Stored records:
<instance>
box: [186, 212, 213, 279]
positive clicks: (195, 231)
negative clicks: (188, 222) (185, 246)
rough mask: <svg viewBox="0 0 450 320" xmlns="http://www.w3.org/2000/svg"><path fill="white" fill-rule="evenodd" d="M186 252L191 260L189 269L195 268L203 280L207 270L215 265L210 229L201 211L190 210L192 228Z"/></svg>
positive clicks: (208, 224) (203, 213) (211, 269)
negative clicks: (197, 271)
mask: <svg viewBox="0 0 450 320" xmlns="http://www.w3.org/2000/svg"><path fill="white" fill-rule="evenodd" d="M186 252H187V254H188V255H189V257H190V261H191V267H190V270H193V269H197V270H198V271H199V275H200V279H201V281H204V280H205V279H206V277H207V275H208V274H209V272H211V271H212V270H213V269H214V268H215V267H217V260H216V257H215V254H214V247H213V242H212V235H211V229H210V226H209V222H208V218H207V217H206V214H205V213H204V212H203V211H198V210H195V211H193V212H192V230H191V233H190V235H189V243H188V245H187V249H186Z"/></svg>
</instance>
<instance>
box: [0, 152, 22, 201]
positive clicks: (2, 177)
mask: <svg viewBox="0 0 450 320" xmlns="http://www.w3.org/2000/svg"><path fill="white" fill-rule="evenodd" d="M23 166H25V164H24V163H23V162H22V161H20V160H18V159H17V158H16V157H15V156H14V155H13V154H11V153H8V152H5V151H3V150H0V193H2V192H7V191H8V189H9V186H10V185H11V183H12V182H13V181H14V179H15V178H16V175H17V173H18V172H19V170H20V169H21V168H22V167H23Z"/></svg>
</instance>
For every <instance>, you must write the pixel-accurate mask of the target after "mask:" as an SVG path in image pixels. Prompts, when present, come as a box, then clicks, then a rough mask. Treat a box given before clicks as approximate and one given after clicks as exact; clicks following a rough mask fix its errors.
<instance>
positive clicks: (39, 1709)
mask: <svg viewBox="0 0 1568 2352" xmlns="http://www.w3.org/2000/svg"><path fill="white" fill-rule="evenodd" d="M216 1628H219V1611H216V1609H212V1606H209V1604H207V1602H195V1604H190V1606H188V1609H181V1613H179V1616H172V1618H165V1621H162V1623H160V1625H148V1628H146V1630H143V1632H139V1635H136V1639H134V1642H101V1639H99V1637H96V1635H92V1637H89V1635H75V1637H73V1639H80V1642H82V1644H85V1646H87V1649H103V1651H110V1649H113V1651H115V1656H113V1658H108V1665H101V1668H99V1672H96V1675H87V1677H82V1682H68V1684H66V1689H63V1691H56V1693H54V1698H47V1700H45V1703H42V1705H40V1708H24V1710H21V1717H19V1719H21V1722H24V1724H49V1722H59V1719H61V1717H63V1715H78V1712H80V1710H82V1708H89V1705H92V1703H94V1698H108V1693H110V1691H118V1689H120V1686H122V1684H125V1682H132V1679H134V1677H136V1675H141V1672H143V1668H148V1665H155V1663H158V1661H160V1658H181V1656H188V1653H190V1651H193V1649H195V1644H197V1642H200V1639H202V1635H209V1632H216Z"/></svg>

• _Problem details_: What is needed is an exact transcription of every entry.

• _Answer to this task_:
<instance>
box: [186, 212, 213, 279]
positive clicks: (195, 231)
negative clicks: (188, 222) (185, 246)
rough mask: <svg viewBox="0 0 450 320" xmlns="http://www.w3.org/2000/svg"><path fill="white" fill-rule="evenodd" d="M186 252L191 260L189 269L195 268L203 280L207 270L215 265L210 229L201 211L190 210L192 228Z"/></svg>
positive clicks: (208, 224) (203, 213) (211, 269)
negative clicks: (197, 271)
mask: <svg viewBox="0 0 450 320" xmlns="http://www.w3.org/2000/svg"><path fill="white" fill-rule="evenodd" d="M186 252H187V254H188V255H189V257H190V261H191V267H190V270H193V269H197V270H198V271H199V275H200V279H201V281H204V280H205V279H206V277H207V275H208V274H209V272H211V271H212V270H213V269H214V268H215V267H217V260H216V257H215V254H214V247H213V242H212V235H211V229H210V226H209V222H208V218H207V217H206V214H205V213H204V212H203V211H198V210H195V211H193V212H192V230H191V233H190V235H189V243H188V245H187V249H186Z"/></svg>
</instance>
<instance>
box: [0, 152, 22, 201]
positive clicks: (2, 177)
mask: <svg viewBox="0 0 450 320" xmlns="http://www.w3.org/2000/svg"><path fill="white" fill-rule="evenodd" d="M23 166H25V164H24V163H23V162H22V161H20V160H18V159H17V158H16V157H15V156H14V155H13V154H11V153H8V152H5V151H3V150H0V193H2V192H7V191H8V189H9V186H10V185H11V183H12V182H13V181H14V179H15V178H16V175H17V173H18V172H19V170H20V169H21V168H22V167H23Z"/></svg>
</instance>
For every <instance>, you must write the pixel-accurate mask of the target after "mask:" as an SVG path in image pixels. Prompts, when present, come as a box, then clicks, then a rough mask. Treat a box given before clicks as approximate and one given after clicks as exact; clicks following a rough mask fix its errors.
<instance>
positive clicks: (39, 1709)
mask: <svg viewBox="0 0 1568 2352" xmlns="http://www.w3.org/2000/svg"><path fill="white" fill-rule="evenodd" d="M216 1628H219V1611H216V1609H212V1606H209V1604H207V1602H195V1604H190V1606H188V1609H181V1613H179V1616H172V1618H165V1621H162V1623H160V1625H148V1628H146V1630H143V1632H139V1635H136V1639H134V1642H101V1639H99V1637H96V1635H92V1637H89V1635H75V1637H73V1639H80V1642H82V1644H85V1646H87V1649H103V1651H110V1649H113V1651H115V1656H113V1658H108V1665H101V1668H99V1672H96V1675H87V1677H82V1682H68V1684H66V1689H63V1691H56V1693H54V1698H47V1700H45V1703H42V1705H40V1708H24V1710H21V1717H19V1719H21V1722H24V1724H49V1722H59V1719H61V1717H63V1715H78V1712H80V1710H82V1708H89V1705H92V1703H94V1698H108V1693H110V1691H118V1689H120V1686H122V1684H125V1682H132V1679H134V1677H136V1675H141V1672H143V1668H148V1665H155V1663H158V1661H160V1658H181V1656H188V1653H190V1651H193V1649H195V1644H197V1642H200V1639H202V1635H209V1632H216Z"/></svg>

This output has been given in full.